* _EXCERPTED PASSAGE_
· · · · ·
Who are the Maleku people?
A story of survival against the odds
Costa Rica used to be the home for dozens of different indigenous groups and tribes but Spanish colonization meant the demise of the vast majority. Most of them were either driven from their land by farmers or killed by diseases, and it is believed that today they make up only 2.4 % of the Costa Rican population.
The Maleku tribe is the smallest of the few surviving groups, and the only one in the Zona Norte of the country. It was the last indigenous tribe to encounter the Spanish invaders reportedly back in 1778. This late confrontation is likely to have helped the Malekus escape the effects from the early wave of infectious diseases and genocide and as the Malekus were also fierce defenders of their territory against soldiers and missionaries they held their own deep into the 19th century.
· · · · ·
* _SUPPLIED RECORDS_
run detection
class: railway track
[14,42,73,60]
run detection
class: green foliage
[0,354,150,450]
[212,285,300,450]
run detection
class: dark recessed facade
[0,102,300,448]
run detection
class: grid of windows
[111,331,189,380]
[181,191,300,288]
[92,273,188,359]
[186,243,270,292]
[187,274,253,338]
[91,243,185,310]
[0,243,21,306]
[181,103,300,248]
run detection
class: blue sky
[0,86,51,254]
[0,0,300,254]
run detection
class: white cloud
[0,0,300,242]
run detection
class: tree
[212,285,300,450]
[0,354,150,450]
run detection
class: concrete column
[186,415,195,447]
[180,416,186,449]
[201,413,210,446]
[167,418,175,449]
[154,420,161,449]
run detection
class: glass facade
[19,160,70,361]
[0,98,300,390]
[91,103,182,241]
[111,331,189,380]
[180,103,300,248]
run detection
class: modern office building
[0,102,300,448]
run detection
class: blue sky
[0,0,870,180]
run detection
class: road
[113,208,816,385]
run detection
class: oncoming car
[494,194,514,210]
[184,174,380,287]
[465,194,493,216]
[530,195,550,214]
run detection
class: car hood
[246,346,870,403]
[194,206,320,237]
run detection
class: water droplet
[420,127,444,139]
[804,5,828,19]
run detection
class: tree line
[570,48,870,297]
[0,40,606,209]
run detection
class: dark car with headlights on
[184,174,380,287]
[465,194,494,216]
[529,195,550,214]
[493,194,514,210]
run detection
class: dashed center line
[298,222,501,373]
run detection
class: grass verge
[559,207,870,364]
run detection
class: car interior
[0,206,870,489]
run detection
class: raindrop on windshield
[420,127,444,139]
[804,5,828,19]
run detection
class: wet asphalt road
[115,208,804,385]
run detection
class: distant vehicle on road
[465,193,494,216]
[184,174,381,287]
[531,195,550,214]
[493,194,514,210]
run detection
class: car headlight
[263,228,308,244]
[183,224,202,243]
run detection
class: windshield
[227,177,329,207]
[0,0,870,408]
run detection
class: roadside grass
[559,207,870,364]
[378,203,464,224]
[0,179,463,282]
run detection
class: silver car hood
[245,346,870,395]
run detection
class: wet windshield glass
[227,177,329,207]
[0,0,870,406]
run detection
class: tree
· · · · ·
* _WORK ITEM A_
Answer these from the passage on the Maleku people:
(i) What share of Costa Rica's population are indigenous people believed to make up today?
(ii) In what year did the Maleku reportedly first encounter the Spanish invaders?
(iii) Into which century did the Maleku hold their own?
* _WORK ITEM B_
Extend the passage on the Maleku people with a few more paragraphs, picking up after its final sentence.

* _REPLY A_
(i) 2.4 %
(ii) 1778
(iii) The 19th century

* _REPLY B_
However, Nicaraguan rubber merchants – the “huleros” - found vast resources in the dense forests where the Malekus lived and they eventually invaded the territory starting in 1868 with dire consequences for the lives of the Malekus. A systematic ethnic crime began when the huleros started capturing mostly women and children and sending them north to work as slaves. Meanwhile the male Malekus who took up the fight were killed – it is estimated that the Maleku population of roughly 2,000 individuals in mid 19th century was decimated to just a couple of hundred over the next half century.
The Maleku community today can count 600+ individuals living in the Indigenous reserve around the town of San Rafael de Guatuso. But they are a very fragile group and exposed to the Hispanic culture as they really only control about 20% of their own territory. Other Costa Ricans have bought into their lands, and deforestation has been detrimental to the Malekus’ chances of preserving their traditional way of life – living off the forest and its resources in a balanced way.